-- start of Input records --
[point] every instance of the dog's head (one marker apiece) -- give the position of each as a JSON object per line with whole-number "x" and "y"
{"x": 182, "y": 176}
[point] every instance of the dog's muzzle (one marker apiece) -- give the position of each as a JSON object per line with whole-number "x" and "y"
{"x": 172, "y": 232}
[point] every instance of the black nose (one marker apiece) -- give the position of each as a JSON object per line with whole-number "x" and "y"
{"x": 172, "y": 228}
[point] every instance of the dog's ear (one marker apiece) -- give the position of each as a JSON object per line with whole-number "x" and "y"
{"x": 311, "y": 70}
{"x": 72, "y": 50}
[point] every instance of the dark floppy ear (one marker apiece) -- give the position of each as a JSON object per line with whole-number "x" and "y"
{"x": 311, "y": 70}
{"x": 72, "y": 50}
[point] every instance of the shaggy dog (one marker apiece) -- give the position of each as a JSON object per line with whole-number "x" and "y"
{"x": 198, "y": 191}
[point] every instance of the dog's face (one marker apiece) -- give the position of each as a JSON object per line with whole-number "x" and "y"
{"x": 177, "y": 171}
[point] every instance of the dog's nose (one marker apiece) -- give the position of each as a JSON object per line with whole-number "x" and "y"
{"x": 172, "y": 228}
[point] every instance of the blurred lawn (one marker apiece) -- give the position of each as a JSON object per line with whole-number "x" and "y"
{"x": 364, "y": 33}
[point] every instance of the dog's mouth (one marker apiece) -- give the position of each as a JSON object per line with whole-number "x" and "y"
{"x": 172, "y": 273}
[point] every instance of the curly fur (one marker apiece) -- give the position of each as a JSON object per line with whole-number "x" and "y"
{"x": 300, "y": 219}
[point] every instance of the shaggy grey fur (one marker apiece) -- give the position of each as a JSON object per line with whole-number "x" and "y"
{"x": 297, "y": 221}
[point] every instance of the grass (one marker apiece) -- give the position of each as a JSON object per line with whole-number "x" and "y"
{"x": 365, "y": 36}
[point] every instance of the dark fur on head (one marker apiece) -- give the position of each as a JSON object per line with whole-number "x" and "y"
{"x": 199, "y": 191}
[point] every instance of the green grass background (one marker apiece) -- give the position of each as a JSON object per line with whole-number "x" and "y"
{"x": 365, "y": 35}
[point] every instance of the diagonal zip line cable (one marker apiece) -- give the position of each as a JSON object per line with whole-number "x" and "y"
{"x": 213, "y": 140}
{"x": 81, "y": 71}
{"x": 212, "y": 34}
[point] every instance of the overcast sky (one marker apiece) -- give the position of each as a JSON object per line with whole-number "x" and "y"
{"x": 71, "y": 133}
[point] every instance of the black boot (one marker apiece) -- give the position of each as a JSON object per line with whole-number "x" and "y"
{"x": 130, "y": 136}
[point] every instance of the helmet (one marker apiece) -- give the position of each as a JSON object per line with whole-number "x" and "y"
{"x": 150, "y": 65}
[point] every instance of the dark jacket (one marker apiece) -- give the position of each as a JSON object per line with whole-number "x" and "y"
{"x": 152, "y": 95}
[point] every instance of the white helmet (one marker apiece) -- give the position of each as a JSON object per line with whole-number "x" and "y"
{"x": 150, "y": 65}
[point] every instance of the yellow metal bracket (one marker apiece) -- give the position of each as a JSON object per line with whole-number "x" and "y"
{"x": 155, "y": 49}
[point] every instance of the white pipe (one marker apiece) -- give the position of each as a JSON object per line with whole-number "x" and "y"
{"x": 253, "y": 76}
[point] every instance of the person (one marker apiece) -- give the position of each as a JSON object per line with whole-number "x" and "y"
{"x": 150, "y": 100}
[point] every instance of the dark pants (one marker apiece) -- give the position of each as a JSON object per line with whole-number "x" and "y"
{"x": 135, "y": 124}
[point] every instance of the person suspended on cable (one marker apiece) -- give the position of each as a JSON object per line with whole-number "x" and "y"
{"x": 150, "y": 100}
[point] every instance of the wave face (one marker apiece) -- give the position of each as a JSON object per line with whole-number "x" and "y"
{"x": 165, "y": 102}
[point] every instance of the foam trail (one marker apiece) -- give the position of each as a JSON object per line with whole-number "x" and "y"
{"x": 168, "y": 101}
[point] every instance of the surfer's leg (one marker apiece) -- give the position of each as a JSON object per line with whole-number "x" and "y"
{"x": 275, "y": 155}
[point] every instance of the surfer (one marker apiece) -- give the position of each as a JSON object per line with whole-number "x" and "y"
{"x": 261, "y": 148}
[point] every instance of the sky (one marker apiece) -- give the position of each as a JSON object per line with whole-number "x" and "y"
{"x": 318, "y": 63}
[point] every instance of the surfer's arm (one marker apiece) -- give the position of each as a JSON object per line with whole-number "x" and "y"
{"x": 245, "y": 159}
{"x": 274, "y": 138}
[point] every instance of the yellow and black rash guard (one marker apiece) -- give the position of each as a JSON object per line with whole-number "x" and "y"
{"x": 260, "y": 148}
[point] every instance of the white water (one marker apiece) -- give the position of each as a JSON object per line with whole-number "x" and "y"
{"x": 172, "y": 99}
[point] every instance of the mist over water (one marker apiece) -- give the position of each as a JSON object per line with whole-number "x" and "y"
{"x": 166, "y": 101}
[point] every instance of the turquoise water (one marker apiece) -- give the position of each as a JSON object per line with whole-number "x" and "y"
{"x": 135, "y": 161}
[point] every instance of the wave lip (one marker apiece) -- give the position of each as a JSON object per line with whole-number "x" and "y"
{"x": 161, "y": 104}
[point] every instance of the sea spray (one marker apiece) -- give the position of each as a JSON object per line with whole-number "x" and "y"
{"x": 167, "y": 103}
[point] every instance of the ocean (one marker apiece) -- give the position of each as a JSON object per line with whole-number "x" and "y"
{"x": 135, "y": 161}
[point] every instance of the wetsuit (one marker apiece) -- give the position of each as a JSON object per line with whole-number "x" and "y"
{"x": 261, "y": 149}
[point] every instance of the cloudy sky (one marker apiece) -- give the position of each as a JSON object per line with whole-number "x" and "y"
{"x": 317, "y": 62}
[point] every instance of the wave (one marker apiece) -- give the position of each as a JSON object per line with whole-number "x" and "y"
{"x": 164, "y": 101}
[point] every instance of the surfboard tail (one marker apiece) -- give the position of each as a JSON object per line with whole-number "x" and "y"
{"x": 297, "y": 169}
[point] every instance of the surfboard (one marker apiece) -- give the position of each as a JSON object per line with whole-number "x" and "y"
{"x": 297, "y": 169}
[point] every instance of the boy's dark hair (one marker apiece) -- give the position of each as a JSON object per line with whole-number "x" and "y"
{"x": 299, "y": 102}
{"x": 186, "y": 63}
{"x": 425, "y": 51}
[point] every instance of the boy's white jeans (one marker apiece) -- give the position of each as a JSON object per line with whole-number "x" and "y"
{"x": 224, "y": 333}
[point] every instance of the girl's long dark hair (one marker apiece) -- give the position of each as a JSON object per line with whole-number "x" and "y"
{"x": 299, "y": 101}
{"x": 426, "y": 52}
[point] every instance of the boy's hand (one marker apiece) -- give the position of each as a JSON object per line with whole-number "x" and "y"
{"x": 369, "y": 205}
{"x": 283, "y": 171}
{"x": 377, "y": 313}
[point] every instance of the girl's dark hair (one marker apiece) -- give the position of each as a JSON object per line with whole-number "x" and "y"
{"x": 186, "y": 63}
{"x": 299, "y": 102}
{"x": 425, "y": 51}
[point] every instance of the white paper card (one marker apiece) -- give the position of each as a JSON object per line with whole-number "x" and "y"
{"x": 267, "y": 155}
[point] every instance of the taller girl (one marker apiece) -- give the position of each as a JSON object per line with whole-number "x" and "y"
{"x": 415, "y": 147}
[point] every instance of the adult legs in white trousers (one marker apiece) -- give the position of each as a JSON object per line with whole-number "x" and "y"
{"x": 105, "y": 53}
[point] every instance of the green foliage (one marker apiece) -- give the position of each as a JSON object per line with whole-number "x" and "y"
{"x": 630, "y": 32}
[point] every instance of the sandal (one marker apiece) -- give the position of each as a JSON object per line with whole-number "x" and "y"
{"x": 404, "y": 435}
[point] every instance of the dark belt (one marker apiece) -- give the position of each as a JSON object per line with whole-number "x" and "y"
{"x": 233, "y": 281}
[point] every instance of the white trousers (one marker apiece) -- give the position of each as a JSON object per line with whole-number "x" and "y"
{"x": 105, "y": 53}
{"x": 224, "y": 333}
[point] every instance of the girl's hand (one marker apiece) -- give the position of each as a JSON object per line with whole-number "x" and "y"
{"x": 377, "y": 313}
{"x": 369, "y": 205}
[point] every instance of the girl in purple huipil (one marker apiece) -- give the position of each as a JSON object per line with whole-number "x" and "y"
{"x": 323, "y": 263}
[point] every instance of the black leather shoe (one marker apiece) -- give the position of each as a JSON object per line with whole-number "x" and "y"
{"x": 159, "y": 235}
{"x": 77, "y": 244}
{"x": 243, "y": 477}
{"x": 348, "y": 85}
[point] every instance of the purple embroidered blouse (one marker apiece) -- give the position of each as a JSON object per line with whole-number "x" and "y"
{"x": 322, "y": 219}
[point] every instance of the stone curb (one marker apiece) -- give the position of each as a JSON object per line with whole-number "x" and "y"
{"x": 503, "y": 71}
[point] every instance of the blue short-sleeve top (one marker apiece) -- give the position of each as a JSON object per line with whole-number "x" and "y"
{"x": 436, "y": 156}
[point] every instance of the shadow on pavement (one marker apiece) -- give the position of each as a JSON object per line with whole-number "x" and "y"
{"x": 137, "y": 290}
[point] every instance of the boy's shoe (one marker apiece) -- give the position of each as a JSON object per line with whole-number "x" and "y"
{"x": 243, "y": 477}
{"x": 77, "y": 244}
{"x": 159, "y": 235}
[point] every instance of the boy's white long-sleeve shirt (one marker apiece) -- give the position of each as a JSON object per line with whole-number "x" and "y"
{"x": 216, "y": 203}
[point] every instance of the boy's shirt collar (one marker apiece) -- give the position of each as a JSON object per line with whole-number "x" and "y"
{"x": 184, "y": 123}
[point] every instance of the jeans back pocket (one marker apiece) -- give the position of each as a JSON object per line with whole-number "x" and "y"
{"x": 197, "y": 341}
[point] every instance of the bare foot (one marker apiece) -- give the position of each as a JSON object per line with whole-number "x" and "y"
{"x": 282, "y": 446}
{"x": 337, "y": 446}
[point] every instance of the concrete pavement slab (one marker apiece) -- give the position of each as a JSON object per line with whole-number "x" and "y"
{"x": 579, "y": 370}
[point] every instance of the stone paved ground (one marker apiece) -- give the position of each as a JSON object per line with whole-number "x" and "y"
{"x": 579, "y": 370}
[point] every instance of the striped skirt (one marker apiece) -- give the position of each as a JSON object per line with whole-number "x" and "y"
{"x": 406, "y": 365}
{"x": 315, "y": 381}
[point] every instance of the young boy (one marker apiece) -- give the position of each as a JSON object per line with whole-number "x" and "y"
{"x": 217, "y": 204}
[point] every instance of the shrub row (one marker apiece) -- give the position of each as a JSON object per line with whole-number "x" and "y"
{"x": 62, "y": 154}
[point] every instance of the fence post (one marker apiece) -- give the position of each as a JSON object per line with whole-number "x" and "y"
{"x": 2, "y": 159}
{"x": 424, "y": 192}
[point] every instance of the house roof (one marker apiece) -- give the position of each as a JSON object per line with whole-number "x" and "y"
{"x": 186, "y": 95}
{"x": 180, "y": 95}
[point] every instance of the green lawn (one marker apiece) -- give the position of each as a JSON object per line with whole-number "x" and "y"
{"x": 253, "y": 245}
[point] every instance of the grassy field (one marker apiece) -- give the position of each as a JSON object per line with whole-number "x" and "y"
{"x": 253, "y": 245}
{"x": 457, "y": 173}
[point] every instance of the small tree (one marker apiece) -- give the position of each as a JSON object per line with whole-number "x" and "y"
-- end of Input records --
Reproduce the final stretch of the data above: every line from the one holding "[point] every instance of the fence" through the end, inclusive, exactly as written and nothing else.

[point] every instance of the fence post (one marker apiece) -- give the position of each as a JSON object per line with whole-number "x" and "y"
{"x": 2, "y": 159}
{"x": 424, "y": 192}
[point] every instance of the house roof (one marker apiece) -- give the position of each as a JSON object per line with whole-number "x" and "y"
{"x": 186, "y": 95}
{"x": 180, "y": 95}
[point] every instance of the green lawn (one marker apiece) -- give the position of each as a JSON object per line with whole-number "x" and "y"
{"x": 253, "y": 245}
[point] every instance of the grassy field (one marker apiece) -- give the position of each as a JSON object per line with whole-number "x" and "y"
{"x": 253, "y": 245}
{"x": 457, "y": 173}
[point] every instance of the small tree (one marker apiece) -- give the position of each as a JSON object per line with whole-number "x" and "y"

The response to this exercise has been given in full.